Go through the data below. List every line that holds the word "grass".

(Beginning of Data under study)

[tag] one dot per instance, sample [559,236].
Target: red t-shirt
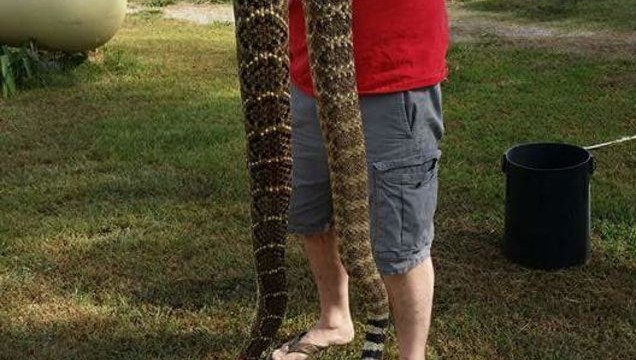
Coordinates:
[398,44]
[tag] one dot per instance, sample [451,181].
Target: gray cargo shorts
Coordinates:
[403,131]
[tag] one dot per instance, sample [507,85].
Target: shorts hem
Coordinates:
[308,230]
[402,266]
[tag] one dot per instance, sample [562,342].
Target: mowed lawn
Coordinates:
[124,227]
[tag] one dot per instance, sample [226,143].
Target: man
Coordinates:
[400,49]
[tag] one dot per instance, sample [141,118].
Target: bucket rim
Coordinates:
[589,158]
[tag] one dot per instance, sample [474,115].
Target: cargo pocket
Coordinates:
[404,202]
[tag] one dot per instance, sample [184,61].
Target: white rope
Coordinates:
[621,140]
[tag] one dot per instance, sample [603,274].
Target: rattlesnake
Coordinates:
[262,48]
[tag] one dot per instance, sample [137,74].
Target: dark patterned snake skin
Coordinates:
[262,48]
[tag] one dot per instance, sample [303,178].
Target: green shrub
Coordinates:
[17,65]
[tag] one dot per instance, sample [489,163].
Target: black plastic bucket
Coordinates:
[547,205]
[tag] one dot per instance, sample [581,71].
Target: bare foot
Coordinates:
[320,336]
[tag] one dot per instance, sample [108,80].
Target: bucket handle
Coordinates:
[592,164]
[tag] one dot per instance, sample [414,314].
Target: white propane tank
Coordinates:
[66,25]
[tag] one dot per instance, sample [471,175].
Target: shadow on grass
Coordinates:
[487,307]
[92,339]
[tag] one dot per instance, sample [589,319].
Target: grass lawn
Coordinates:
[124,207]
[612,14]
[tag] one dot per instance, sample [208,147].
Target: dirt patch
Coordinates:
[200,14]
[469,26]
[466,26]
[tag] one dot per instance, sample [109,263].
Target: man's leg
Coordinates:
[411,296]
[335,325]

(End of Data under study)

Written reply:
Target: shadow on grass
Target: grass lawn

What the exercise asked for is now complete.